## PROBLEM TO SOLVE
Repeat every line of the data below word for word.

Source records:
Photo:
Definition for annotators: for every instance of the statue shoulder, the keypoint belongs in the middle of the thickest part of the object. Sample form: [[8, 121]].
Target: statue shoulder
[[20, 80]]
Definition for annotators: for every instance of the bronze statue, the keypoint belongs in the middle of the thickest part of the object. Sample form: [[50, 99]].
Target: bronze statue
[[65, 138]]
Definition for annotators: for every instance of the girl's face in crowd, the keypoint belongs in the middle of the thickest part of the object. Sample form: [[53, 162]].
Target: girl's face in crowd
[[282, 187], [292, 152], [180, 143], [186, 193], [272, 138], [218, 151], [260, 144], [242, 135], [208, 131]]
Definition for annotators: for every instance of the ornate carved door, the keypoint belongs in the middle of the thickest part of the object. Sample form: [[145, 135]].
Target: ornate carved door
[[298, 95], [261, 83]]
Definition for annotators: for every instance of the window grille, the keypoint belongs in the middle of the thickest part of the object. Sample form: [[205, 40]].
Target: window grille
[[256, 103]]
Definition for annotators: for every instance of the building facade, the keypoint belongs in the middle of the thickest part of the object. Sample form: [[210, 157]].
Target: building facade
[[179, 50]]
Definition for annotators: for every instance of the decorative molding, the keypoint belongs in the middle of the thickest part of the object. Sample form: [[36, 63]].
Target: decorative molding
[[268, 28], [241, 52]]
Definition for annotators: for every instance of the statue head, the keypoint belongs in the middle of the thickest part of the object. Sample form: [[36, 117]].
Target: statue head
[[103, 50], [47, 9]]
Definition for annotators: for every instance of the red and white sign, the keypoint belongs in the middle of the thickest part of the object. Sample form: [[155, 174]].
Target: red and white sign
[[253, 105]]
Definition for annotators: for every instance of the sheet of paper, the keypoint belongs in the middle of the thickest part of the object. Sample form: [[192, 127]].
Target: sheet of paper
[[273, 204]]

## SOLUTION
Photo:
Definition for annotators: for every instance of the statue shoulder, the keypoint belongs in the middle of the thickest part of the object. Sample form: [[8, 121]].
Target: statue shoulder
[[20, 80]]
Definition for annotators: for every instance of the bronze statue, the keypoint belongs in the middle of the thickest part of the object. Sample form: [[50, 99]].
Target: bronze statue
[[65, 138]]
Definition for annotators: for every instance of the girl's face in crowd, the keypoint belongs in the middle of the thickest part of the object. Sample form: [[53, 162]].
Target: girl's face in crowd
[[282, 187], [292, 152], [180, 143], [186, 193], [272, 138], [218, 151], [260, 144], [242, 135], [208, 131]]
Definition for annotators: for every instance of the ornate carved door, the keypoint belongs in the middle of the thickest part of the object. Sample form: [[145, 135]].
Target: ornate carved door
[[298, 95], [261, 83]]
Definition for annotators: for every instance of the window grille, the keypoint belongs in the middle of the thickest part of the object. Sample form: [[205, 40]].
Target: window grille
[[256, 103]]
Definition for annotators: for every instance of the building facade, the keypoint belongs in the middle of the thickest part of the object. Sample form: [[210, 157]].
Target: building facade
[[179, 50]]
Definition for annotators: for every instance of the decorative molding, the keypoint belongs in the middle of the thickest part of the object. Sample form: [[36, 63]].
Target: decorative molding
[[268, 28], [241, 52]]
Definition for annotators: for every instance of the statue head, the keypoint belongs in the middle of the thickest part of the object. Sample form: [[36, 117]].
Target: statue head
[[103, 50], [47, 9]]
Definition for annotators: for every instance of the red and white sign, the keypoint belongs in the middle of the thickest part of the object. Sample form: [[155, 174]].
Target: red and white sign
[[253, 105]]
Definition for annotators: for every instance of the sheet of paper, the keypoint belongs in the middle of the thickest part of the object. Sample form: [[192, 127]].
Target: sheet of paper
[[273, 204]]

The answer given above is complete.